▶ _Required work_
Could you output each line of the data that follows exactly?

== Information ==

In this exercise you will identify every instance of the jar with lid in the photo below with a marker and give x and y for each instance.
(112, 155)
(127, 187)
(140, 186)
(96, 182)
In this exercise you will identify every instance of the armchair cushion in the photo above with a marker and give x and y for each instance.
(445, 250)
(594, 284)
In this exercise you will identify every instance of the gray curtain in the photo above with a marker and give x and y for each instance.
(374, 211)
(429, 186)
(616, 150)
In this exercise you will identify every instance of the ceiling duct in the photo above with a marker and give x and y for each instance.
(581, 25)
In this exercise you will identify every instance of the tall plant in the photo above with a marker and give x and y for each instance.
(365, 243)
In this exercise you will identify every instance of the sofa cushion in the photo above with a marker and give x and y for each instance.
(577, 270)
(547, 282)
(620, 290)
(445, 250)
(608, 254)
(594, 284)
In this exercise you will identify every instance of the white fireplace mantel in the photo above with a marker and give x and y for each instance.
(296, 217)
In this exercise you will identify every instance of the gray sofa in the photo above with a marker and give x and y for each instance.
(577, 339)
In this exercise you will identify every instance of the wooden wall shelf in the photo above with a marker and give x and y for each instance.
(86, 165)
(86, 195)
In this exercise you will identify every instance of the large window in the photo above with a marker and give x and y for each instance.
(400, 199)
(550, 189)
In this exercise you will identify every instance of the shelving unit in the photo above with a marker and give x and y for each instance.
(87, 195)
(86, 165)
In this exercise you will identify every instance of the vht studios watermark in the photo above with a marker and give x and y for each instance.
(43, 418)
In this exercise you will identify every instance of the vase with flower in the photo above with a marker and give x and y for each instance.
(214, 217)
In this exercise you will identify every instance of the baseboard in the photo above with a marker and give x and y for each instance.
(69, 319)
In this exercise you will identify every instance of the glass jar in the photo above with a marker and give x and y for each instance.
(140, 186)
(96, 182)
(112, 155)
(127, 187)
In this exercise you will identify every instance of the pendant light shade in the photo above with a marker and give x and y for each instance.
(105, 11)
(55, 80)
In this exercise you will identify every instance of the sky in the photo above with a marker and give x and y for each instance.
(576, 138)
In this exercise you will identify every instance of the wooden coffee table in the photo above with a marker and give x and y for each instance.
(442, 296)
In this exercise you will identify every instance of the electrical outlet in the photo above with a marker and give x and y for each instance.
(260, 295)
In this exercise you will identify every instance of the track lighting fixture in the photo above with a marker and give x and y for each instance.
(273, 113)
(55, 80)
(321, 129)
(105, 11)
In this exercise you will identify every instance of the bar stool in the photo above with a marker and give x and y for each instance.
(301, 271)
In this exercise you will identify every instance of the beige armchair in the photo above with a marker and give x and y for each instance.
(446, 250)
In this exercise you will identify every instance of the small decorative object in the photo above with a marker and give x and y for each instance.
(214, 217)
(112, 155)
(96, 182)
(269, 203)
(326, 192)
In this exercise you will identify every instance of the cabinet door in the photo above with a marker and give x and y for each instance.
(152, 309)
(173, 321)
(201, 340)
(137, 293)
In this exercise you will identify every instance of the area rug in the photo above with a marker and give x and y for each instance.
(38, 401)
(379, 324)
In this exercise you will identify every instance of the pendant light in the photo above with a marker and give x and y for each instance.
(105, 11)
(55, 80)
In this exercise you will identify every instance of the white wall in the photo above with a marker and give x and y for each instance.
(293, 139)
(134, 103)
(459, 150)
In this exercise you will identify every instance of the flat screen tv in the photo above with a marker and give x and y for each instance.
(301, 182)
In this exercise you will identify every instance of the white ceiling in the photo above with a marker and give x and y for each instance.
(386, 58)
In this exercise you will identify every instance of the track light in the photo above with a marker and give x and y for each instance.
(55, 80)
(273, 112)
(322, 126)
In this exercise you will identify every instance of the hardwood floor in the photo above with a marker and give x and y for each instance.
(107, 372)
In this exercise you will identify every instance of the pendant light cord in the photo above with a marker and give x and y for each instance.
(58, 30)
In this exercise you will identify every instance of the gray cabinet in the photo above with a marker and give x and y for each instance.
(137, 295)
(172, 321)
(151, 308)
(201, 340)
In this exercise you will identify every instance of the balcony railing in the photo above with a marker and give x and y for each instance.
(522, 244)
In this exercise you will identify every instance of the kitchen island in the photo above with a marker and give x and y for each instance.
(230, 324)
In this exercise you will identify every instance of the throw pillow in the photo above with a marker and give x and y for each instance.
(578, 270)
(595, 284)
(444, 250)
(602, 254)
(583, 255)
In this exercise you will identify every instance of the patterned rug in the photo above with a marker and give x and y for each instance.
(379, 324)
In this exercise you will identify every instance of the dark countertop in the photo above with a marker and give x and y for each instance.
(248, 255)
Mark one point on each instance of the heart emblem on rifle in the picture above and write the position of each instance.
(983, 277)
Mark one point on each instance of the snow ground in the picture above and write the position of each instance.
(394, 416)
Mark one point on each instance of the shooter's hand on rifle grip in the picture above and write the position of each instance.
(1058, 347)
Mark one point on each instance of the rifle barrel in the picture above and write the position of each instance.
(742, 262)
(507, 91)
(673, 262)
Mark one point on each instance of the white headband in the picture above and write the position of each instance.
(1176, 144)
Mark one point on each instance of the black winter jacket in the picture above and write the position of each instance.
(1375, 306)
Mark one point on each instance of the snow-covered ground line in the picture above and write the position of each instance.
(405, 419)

===

▶ _Solution for this exercise_
In this exercise you will identify every instance of the jar with lid in the photo below with a marker and give x and y for each instance.
(112, 155)
(127, 187)
(140, 186)
(96, 182)
In this exercise you will identify every instance of the armchair cushion in the photo above with a marker and give x and y for each instance.
(445, 250)
(594, 284)
In this exercise you will identify every instance of the gray curtain in the photo above with a marker and give x and y for each instance.
(374, 211)
(429, 186)
(616, 150)
In this exercise you will identify every instance of the ceiling duct in the photo above with a marker and give x and y for each instance.
(581, 25)
In this exercise you will identify every instance of the tall plant in the photo above with a marker and give x and y for each instance.
(365, 243)
In this exercise you will identify every instance of the sofa cushion in the photo above with a marker and give x and y for each instance.
(577, 270)
(547, 282)
(620, 290)
(445, 250)
(608, 254)
(594, 284)
In this exercise you will identify every instance of the white fireplace mantel in the photo above with a marker and give x and y for each instance.
(296, 217)
In this exercise you will identify every instance of the gray sofa in the photo above with a marker and give x and y for each instance.
(577, 339)
In this exercise you will identify every instance of the wooden wall shelf in the photo above with a marker and give x and y for each instance.
(86, 165)
(86, 195)
In this exercise you will identify every instance of the large window in the photo above with a marker and give x and y for each instance.
(400, 199)
(550, 189)
In this exercise you will identify every instance of the shelving unit in the photo above with a marker and give x and y for each instance.
(87, 195)
(86, 165)
In this exercise you will identify every instance of the vht studios watermark in the photo above with a marker and give x and y for each instance.
(43, 418)
In this exercise you will identify every instance of the vase with flower in the photo above with a marker and give x and y for each instance.
(214, 217)
In this exercise you will identify every instance of the baseboard in the photo above with a marker and give x and y for each instance.
(69, 319)
In this exercise you will identify every instance of the glass jar in the photo above with a marker and give x and y for each instance.
(140, 186)
(96, 182)
(112, 155)
(127, 187)
In this exercise you will identify every instance of the pendant light shade in the photo above with a marker and give x and y for each instance.
(105, 11)
(55, 80)
In this exercise you will identify every instance of the sky in the photo above with a marker and give x and y for each instance.
(576, 138)
In this exercise you will identify every instance of the wooden coffee table in the photo above with a marker and give x and y for each instance.
(442, 296)
In this exercise you will identify every instance of the electrical outlet in the photo above with a marker and give x and y for each instance.
(260, 295)
In this exercise you will identify every instance of the track lighting fixture in the photo above with a marker and give x and y for each instance.
(273, 113)
(55, 80)
(321, 129)
(105, 11)
In this exercise you will identify every instance of the bar stool in the photo above with a marker and give x and y for each instance.
(301, 271)
In this exercise you will identify every instance of the beige armchair in the photo above with a marker and give x and y for each instance.
(446, 250)
In this exercise you will identify every instance of the small decorative object in the photo above with a marker and give x and y for each instance.
(214, 217)
(112, 155)
(96, 182)
(269, 203)
(326, 192)
In this exercise you will identify every instance of the cabinet door in the photo above with a marker and give x and y for each instance.
(152, 309)
(173, 321)
(201, 340)
(137, 293)
In this exercise you will identify every instance of the area rug in the photo above with a marker and give x and y for each instance.
(38, 401)
(379, 324)
In this exercise you will identify every instance of the pendant light in the photo above with a marker and give x and y for each instance.
(105, 11)
(55, 80)
In this exercise you will identify every instance of the white wall in the photo above with a marker and give x and y for each instance.
(293, 139)
(134, 103)
(459, 150)
In this exercise you will identify every instance of the flat screen tv in the photo above with a marker and give x and y for each instance.
(301, 182)
In this exercise you will identify every instance of the white ceiling in the photo above with a marker and give x and y for each instance.
(386, 58)
In this exercise you will identify every instance of the track light in the photo above with a marker and give x and y for each instance.
(55, 80)
(273, 112)
(322, 126)
In this exercise you will identify every instance of the hardwood floor in the photo above with a marker and give x and y for each instance.
(107, 372)
In this exercise you will identify every instance of the pendant light cord in the photo above with a marker and give x and y for each instance.
(58, 30)
In this exercise you will identify every instance of the gray cabinet in the photo above with a marker and give x and y for each instance.
(137, 295)
(172, 321)
(151, 308)
(201, 340)
In this exercise you will identify every instance of the balcony railing in the photo above with a marker and give x and y for each instance.
(522, 244)
In this exercise you will identify every instance of the kitchen island in the photo above with a marker and give x and y for each instance.
(230, 324)
In this exercise you will identify every instance of the throw pillow in the photo above with a marker and give x and y for each instance.
(578, 270)
(595, 284)
(444, 250)
(602, 254)
(583, 255)
In this exercise you will identify every instance of the patterned rug in the photo above with a marker and give x and y for each instance.
(379, 324)
In this exercise you will identify every instance of the dark countertop in the photo above with a marker and give x and y for each instance.
(248, 255)
Mark one point on each instance of the heart emblem on rifle in the picture above and write the position of each instance.
(983, 277)
Mark one point on each instance of the snow ground in the picture above and write the position of each instance.
(394, 416)
Mark one point on each instance of the shooter's hand on rifle grip in the picture above and write the position of each instance.
(1058, 347)
Mark one point on each instance of the rifle barrel in the picture above and write the position of each instance.
(742, 262)
(507, 91)
(673, 262)
Mark one point on each instance of the white headband in the picture above and write the position of each instance.
(1176, 144)
Mark one point on each instance of the black winter jacket in the picture above and write the position of each instance.
(1375, 306)
Mark one point on each instance of the snow-covered ground line in the picture above and write the position of each instance.
(405, 419)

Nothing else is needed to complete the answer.